RECORDS TO USE —
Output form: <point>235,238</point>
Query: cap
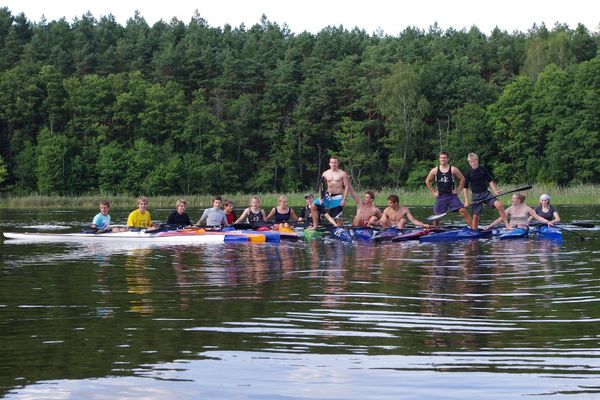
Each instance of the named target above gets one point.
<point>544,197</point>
--
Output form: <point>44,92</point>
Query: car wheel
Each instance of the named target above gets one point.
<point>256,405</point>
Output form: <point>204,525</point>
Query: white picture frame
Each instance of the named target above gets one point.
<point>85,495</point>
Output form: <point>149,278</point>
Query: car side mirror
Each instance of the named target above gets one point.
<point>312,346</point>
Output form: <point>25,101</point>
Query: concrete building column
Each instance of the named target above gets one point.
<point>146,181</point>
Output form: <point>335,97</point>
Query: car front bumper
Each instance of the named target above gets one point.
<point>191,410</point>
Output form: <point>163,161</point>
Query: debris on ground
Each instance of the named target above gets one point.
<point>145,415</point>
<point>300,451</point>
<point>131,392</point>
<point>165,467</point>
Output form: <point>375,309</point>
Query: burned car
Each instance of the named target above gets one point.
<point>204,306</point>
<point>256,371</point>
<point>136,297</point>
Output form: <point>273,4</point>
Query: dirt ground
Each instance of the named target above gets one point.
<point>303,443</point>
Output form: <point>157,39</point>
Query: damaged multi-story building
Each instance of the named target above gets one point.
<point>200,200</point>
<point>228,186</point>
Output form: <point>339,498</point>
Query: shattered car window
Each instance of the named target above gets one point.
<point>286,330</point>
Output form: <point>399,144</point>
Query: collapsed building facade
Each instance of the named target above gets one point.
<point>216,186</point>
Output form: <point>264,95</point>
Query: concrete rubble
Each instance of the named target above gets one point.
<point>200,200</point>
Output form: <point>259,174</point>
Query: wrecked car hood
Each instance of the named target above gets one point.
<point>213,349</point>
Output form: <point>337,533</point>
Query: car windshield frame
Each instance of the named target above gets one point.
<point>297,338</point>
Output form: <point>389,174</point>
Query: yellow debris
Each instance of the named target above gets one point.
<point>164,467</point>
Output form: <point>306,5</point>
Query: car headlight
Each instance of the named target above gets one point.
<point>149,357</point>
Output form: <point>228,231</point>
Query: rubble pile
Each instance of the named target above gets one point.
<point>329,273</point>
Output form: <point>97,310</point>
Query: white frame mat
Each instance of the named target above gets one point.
...
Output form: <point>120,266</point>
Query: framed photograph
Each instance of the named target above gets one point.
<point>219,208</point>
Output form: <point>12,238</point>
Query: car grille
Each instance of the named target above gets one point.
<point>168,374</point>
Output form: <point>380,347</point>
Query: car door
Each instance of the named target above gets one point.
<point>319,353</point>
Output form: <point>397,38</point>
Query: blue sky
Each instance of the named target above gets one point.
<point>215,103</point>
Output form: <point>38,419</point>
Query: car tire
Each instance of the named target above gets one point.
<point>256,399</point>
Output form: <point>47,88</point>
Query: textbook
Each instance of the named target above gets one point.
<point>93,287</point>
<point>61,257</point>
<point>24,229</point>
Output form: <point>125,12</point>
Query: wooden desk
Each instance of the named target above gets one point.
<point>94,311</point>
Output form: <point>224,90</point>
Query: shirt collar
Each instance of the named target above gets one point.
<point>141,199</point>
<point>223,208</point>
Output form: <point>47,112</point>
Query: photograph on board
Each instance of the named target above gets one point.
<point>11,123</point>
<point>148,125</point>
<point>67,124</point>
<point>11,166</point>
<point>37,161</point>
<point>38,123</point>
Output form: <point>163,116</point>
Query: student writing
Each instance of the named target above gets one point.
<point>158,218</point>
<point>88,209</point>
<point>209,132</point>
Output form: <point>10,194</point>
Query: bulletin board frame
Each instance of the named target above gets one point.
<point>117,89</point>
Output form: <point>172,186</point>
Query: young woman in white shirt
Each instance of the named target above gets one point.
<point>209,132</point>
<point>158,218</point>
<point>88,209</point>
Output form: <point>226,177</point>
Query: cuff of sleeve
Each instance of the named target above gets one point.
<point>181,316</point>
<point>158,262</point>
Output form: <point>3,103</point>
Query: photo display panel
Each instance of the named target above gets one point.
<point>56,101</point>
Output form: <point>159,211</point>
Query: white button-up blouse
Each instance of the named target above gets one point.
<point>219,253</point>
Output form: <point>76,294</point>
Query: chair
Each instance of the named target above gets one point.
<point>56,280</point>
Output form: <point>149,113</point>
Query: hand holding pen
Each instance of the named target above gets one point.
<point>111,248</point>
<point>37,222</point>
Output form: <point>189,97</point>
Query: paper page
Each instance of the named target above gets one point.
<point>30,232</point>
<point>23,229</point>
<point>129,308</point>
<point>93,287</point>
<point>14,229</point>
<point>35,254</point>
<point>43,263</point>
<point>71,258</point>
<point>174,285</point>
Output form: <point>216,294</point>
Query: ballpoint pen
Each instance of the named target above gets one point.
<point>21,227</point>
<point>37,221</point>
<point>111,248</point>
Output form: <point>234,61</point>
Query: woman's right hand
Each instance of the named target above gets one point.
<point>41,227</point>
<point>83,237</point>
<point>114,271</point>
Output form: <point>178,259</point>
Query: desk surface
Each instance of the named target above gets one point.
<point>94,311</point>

OBJECTIVE —
Quote word for word everything from the line that contains "Output form: <point>235,238</point>" down to the line that contains "<point>544,197</point>", both of those lines included. Leave the picture out of your answer.

ANSWER IN FULL —
Output form: <point>235,238</point>
Query: cap
Each instance of the named target above gets one point.
<point>544,197</point>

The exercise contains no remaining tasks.